##### Exercise input

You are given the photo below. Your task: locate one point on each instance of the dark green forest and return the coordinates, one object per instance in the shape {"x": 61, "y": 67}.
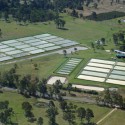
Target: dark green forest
{"x": 35, "y": 10}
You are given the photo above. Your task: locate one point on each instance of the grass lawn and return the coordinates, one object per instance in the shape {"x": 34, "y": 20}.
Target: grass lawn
{"x": 82, "y": 31}
{"x": 16, "y": 101}
{"x": 117, "y": 118}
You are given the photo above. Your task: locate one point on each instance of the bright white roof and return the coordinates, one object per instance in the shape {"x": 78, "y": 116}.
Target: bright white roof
{"x": 102, "y": 61}
{"x": 97, "y": 69}
{"x": 85, "y": 77}
{"x": 100, "y": 65}
{"x": 113, "y": 81}
{"x": 89, "y": 88}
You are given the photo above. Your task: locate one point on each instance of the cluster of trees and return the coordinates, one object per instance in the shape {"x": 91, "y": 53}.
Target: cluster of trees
{"x": 111, "y": 99}
{"x": 105, "y": 16}
{"x": 27, "y": 107}
{"x": 118, "y": 39}
{"x": 70, "y": 111}
{"x": 99, "y": 44}
{"x": 5, "y": 112}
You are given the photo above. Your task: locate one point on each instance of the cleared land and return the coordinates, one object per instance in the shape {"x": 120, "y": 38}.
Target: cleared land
{"x": 79, "y": 30}
{"x": 16, "y": 101}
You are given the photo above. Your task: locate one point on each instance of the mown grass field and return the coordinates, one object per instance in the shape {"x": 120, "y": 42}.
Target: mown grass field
{"x": 82, "y": 31}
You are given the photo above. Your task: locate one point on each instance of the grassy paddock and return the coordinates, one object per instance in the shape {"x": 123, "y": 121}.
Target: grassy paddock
{"x": 83, "y": 31}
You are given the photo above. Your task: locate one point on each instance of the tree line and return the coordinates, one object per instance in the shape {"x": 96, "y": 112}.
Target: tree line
{"x": 35, "y": 10}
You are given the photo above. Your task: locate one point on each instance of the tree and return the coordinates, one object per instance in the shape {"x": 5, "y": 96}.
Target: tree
{"x": 119, "y": 21}
{"x": 115, "y": 39}
{"x": 40, "y": 121}
{"x": 81, "y": 113}
{"x": 0, "y": 33}
{"x": 95, "y": 5}
{"x": 65, "y": 53}
{"x": 93, "y": 46}
{"x": 56, "y": 87}
{"x": 69, "y": 87}
{"x": 69, "y": 116}
{"x": 6, "y": 15}
{"x": 75, "y": 49}
{"x": 26, "y": 106}
{"x": 63, "y": 105}
{"x": 51, "y": 113}
{"x": 103, "y": 41}
{"x": 42, "y": 88}
{"x": 94, "y": 15}
{"x": 5, "y": 113}
{"x": 89, "y": 115}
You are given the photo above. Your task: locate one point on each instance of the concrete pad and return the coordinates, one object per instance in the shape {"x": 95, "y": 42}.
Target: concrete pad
{"x": 85, "y": 77}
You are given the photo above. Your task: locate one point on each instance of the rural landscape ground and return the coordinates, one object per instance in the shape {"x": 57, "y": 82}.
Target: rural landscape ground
{"x": 84, "y": 32}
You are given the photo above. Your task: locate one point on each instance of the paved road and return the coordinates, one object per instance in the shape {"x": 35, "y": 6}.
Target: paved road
{"x": 69, "y": 50}
{"x": 83, "y": 99}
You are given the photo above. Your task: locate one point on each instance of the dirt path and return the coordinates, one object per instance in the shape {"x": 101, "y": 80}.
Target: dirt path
{"x": 106, "y": 116}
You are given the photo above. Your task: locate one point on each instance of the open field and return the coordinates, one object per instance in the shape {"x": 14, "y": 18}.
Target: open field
{"x": 79, "y": 30}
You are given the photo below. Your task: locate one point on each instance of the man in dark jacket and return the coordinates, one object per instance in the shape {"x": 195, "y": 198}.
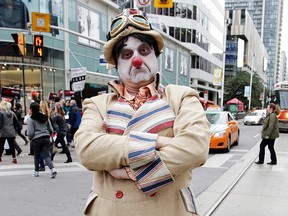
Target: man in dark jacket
{"x": 7, "y": 130}
{"x": 39, "y": 130}
{"x": 74, "y": 118}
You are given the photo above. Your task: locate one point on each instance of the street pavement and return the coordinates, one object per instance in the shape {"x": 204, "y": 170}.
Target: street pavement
{"x": 262, "y": 190}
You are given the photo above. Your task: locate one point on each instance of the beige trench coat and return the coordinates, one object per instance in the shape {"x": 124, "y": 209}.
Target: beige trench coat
{"x": 99, "y": 151}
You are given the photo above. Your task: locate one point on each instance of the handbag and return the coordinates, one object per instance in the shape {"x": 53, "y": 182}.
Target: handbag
{"x": 53, "y": 148}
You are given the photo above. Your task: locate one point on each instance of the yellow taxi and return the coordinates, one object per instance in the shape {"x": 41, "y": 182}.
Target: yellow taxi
{"x": 224, "y": 130}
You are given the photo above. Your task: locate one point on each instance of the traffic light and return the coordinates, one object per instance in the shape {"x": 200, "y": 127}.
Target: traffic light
{"x": 163, "y": 3}
{"x": 38, "y": 46}
{"x": 20, "y": 43}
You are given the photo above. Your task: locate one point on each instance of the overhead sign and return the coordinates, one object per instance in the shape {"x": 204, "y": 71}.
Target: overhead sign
{"x": 144, "y": 3}
{"x": 11, "y": 93}
{"x": 163, "y": 3}
{"x": 77, "y": 78}
{"x": 40, "y": 22}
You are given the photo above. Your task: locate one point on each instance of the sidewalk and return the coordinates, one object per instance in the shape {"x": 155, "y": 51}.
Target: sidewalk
{"x": 263, "y": 189}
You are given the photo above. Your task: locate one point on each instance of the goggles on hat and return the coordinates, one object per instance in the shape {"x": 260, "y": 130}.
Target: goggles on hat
{"x": 132, "y": 18}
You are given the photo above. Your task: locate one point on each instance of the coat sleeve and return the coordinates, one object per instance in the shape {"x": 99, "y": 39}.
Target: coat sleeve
{"x": 189, "y": 147}
{"x": 98, "y": 150}
{"x": 30, "y": 129}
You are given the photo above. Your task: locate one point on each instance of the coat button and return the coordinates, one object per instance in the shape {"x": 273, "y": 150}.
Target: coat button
{"x": 119, "y": 194}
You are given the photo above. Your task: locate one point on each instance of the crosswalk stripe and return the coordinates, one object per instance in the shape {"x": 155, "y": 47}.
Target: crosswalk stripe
{"x": 217, "y": 160}
{"x": 26, "y": 169}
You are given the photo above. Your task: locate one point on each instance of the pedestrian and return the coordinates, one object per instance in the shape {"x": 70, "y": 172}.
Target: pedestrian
{"x": 143, "y": 140}
{"x": 7, "y": 129}
{"x": 67, "y": 108}
{"x": 18, "y": 111}
{"x": 74, "y": 118}
{"x": 59, "y": 119}
{"x": 39, "y": 130}
{"x": 270, "y": 131}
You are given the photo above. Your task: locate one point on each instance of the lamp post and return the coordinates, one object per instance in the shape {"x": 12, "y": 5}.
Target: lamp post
{"x": 251, "y": 81}
{"x": 226, "y": 23}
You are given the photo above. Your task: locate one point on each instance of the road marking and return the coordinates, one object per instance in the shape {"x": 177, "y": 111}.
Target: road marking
{"x": 217, "y": 160}
{"x": 27, "y": 169}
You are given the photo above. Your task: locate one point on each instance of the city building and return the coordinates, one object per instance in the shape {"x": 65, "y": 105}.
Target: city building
{"x": 267, "y": 17}
{"x": 283, "y": 67}
{"x": 245, "y": 50}
{"x": 71, "y": 63}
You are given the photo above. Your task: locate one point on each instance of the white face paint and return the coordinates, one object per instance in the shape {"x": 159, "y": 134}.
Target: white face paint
{"x": 130, "y": 75}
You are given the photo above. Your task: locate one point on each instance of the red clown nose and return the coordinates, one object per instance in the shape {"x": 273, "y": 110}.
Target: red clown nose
{"x": 137, "y": 62}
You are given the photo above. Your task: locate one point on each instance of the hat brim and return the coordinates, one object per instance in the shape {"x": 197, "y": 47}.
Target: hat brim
{"x": 109, "y": 45}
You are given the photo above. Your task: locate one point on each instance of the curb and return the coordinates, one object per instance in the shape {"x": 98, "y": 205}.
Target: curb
{"x": 209, "y": 199}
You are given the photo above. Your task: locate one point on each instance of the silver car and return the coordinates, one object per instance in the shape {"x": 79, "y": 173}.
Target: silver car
{"x": 255, "y": 118}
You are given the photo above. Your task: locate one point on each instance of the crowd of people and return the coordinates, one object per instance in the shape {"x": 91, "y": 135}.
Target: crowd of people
{"x": 50, "y": 125}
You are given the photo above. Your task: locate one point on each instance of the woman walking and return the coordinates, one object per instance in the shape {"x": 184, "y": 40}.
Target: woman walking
{"x": 18, "y": 112}
{"x": 7, "y": 130}
{"x": 270, "y": 132}
{"x": 61, "y": 129}
{"x": 39, "y": 131}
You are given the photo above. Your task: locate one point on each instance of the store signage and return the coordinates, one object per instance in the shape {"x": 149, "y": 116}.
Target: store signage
{"x": 102, "y": 60}
{"x": 69, "y": 93}
{"x": 77, "y": 78}
{"x": 144, "y": 3}
{"x": 52, "y": 96}
{"x": 11, "y": 93}
{"x": 40, "y": 22}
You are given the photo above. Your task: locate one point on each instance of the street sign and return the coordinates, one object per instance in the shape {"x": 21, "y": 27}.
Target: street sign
{"x": 163, "y": 3}
{"x": 102, "y": 60}
{"x": 77, "y": 77}
{"x": 247, "y": 91}
{"x": 40, "y": 22}
{"x": 38, "y": 46}
{"x": 144, "y": 3}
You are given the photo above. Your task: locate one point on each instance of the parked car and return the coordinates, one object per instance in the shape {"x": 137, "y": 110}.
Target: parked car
{"x": 224, "y": 130}
{"x": 256, "y": 117}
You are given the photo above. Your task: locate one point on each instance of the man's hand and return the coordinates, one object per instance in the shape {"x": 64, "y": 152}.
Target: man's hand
{"x": 119, "y": 173}
{"x": 161, "y": 140}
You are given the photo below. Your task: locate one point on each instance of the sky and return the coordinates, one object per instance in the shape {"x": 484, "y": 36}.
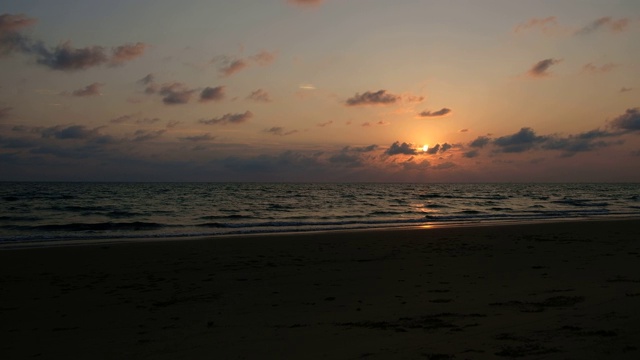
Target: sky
{"x": 320, "y": 90}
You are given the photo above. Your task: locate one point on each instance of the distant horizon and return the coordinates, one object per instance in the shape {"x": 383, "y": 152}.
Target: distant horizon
{"x": 327, "y": 91}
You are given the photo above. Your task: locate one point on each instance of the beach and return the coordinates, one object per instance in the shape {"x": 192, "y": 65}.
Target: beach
{"x": 552, "y": 290}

##########

Leave every picture out and copy precisely the lines from the one containing "of the man's" through the last line of the data above, both ends included.

Answer space:
You are given the photo above. Your task: locate one point on each instance of the man's hand and return the coordinates, one object per instance in the shape {"x": 64, "y": 152}.
Target: man's hand
{"x": 119, "y": 173}
{"x": 161, "y": 140}
You are given the photo below. Your task: locate one point on each instance of the sky and return the coordinates, one object per instance in the shape {"x": 484, "y": 36}.
Target: sky
{"x": 320, "y": 90}
You are given the photo above. Your task: locate one point on each instance of the distant horizon and return the coordinates, one object per instance in the shape {"x": 383, "y": 152}.
Target: distant horizon
{"x": 327, "y": 91}
You are given the photo above. Your task: locate one point on each instance of the beach and return the coordinates, one object per instance in the shape {"x": 192, "y": 65}.
Target: beach
{"x": 552, "y": 290}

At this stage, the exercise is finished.